> [SUPPLIED DATA]
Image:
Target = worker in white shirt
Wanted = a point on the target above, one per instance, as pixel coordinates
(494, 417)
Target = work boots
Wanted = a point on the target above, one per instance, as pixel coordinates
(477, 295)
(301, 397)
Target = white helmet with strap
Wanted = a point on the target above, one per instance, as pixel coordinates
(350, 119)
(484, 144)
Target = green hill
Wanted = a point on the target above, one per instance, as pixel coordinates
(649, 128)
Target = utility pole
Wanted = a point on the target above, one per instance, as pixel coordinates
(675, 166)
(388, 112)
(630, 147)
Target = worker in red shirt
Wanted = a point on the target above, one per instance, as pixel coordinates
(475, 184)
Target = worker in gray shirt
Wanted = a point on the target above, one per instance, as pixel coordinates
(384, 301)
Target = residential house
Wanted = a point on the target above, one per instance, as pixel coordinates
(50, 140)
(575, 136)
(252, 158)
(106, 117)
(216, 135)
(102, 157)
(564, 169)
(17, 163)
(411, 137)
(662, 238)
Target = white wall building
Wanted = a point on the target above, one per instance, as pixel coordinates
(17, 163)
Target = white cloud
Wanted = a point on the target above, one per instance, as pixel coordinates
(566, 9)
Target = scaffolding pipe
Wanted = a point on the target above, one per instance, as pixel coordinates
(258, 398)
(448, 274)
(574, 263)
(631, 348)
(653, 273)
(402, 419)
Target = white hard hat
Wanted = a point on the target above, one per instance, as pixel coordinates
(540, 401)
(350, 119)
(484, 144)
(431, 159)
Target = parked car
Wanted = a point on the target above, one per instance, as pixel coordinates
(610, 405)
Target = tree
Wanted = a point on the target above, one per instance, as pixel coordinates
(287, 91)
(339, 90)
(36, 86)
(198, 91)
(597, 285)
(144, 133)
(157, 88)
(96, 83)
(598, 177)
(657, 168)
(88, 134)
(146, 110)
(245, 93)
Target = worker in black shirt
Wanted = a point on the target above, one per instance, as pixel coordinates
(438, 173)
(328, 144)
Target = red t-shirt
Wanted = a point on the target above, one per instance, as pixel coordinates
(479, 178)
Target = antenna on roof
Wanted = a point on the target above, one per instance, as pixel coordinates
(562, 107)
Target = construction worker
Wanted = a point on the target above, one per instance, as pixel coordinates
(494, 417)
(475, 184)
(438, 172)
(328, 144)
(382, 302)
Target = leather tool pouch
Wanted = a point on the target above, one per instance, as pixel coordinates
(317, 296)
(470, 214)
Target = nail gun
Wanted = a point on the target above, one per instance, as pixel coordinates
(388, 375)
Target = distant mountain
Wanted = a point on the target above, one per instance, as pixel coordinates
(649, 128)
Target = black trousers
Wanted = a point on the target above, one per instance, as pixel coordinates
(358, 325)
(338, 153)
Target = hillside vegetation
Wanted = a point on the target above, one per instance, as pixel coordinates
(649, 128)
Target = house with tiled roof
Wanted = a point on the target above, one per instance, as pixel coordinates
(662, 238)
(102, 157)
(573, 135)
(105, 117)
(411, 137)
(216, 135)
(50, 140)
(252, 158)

> [TASK ITEM] When the line containing "Target = red t-shirt" is reached, include it and stop. Until then, output each line of the entries exactly as given, starting from the first.

> [THE ANSWER]
Image:
Target = worker in white shirt
Wanted = a point on the target above, one per instance, as pixel coordinates
(494, 417)
Target = work boots
Wanted = a point on the target above, one per instance, as pixel coordinates
(477, 295)
(301, 397)
Target = white helmet with strap
Wanted = a point on the target above, one per instance, as pixel coordinates
(350, 119)
(484, 144)
Target = green hill
Wanted = a point on the target above, one per instance, as pixel coordinates
(649, 128)
Target = utility pole
Wanted = a point on the target above, one per instance, as pixel coordinates
(675, 166)
(388, 112)
(630, 147)
Target = worker in red shirt
Wanted = a point on the target above, one per instance, as pixel coordinates
(475, 184)
Target = worker in gray shirt
Wanted = a point on the target above, one per instance, as pixel coordinates
(384, 301)
Target = residential house
Wanted = a point on the target above, one per instance, as pixel coordinates
(50, 140)
(575, 136)
(252, 158)
(106, 117)
(216, 135)
(102, 157)
(564, 169)
(17, 163)
(411, 137)
(662, 238)
Target = white wall building
Wanted = a point on the target above, one per instance, as pixel coordinates
(17, 163)
Target = white cloud
Wanted = a point on the target above, one per instance, as pixel coordinates
(566, 9)
Target = scaffolding pipe
Wanted = a point on the target above, one per instance, as pixel coordinates
(258, 398)
(448, 274)
(574, 263)
(631, 348)
(653, 273)
(402, 419)
Target = white hard hat
Wanted = a point on the target above, one per instance, as pixel coordinates
(540, 401)
(350, 119)
(484, 144)
(431, 159)
Target = parked car
Wanted = a point on the target above, one per instance, as pixel coordinates
(610, 405)
Target = tree
Wanted = a point on the target above, one per instance, as pixel coordinates
(287, 91)
(339, 90)
(36, 86)
(198, 91)
(597, 285)
(144, 133)
(157, 88)
(96, 83)
(598, 177)
(657, 168)
(88, 134)
(146, 110)
(245, 93)
Target = worker in black shirt
Wanted = a point on the target above, one per instance, as pixel coordinates
(438, 173)
(328, 144)
Target = red t-shirt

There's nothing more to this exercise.